No entanto, toda revisão é capaz de ver
também o que existe de positivo. Olhamos para o passado com gratidão e
reconhecimento, identificando as muitas graças que nos foram oferecidas
por Deus. Os cristãos são chamados a serem o povo da memória, certos das
maravilhas operadas pelo Senhor, repetindo com alegria “Até aqui o
Senhor nos ajudou” (1 Sm 7,12). Olhar para trás e reconhecer o
bem que foi feito por nós e pelas outras pessoas é humanamente saudável e
coerente com a nossa vida cristã. A edificação recíproca de quem valoriza os passos dados é fundamental para crescermos como pessoas e como cristãos autênticos.
Outro ângulo da compreensão da vida e de
seu sentido é o momento presente. Sabendo que a cada dia basta o seu
cuidado, somos convidados a viver bem cada momento, sem nos preocuparmos
com o dia de amanhã, buscando em primeiro lugar o Reino de Deus e sua
justiça, pois todas as coisas são dadas por acréscimo (Cf. Mt 6, 33-34).
Cuidar de amar a Deus e ao próximo cada dia mais e de novo é receita de
equilíbrio para todos. Ter uma visão realista das pessoas e dos fatos,
sem carregar excessivamente nas emoções, dar a devida atenção a cada
pessoa que se apresenta a nós, sem nos dissiparmos em fazer muitas
coisas, que acabam mal feitas.
Uma das “enfermidades” elencadas pelo
Papa Francisco no Discurso à Cúria Romana foi chamada de ‘martalismo’,
que vem de Marta, ou seja, diz o Papa, “daqueles que mergulham no
trabalho, descuidando, inevitavelmente, ‘a melhor parte': sentar-se aos
pés de Jesus (Cf. Lc 10, 38-42). Por isto Jesus chamou os seus
discípulos a descansar um pouco (Cf. Mc 6, 31) porque descuidar do
descanso necessário leva ao estresse e à agitação. O tempo do
descanso, para quem levou a termo a sua missão, é necessário,
obrigatório e deve ser lavado a sério: no passar um pouco de tempo com
os familiares e no respeitar as férias como momentos de recarga
espiritual e física; é necessário aprender o que ensina o Livro do
Eclesiastes, que ‘para tudo há um tempo'” (Ecl 3, 1-15). Para muitas
pessoas, tal recomendações são como uma canção, quando buscam um tempo
de férias no primeiro mês do ano!

* **MATERIAL APRESENTADO**:
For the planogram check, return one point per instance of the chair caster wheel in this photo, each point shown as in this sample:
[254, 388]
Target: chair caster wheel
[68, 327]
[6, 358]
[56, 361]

* **EXERCÍCIO 1**:
No trecho do texto, que nome recebeu uma das "enfermidades" elencadas pelo Papa Francisco no Discurso à Cúria Romana?
* **EXERCÍCIO 2**:
Reescreva a parte do trecho do texto que abre com as palavras contendo "Outro ângulo da" e fecha com "Mt 6, 33-34).", trocando "momento presente" por "tempo presente".

* **RESPOSTA ESCRITA 1**:
Foi chamada de "martalismo".

* **RESPOSTA ESCRITA 2**:
Outro ângulo da compreensão da vida e de
seu sentido é o tempo presente. Sabendo que a cada dia basta o seu
cuidado, somos convidados a viver bem cada momento, sem nos preocuparmos
com o dia de amanhã, buscando em primeiro lugar o Reino de Deus e sua
justiça, pois todas as coisas são dadas por acréscimo (Cf. Mt 6, 33-34).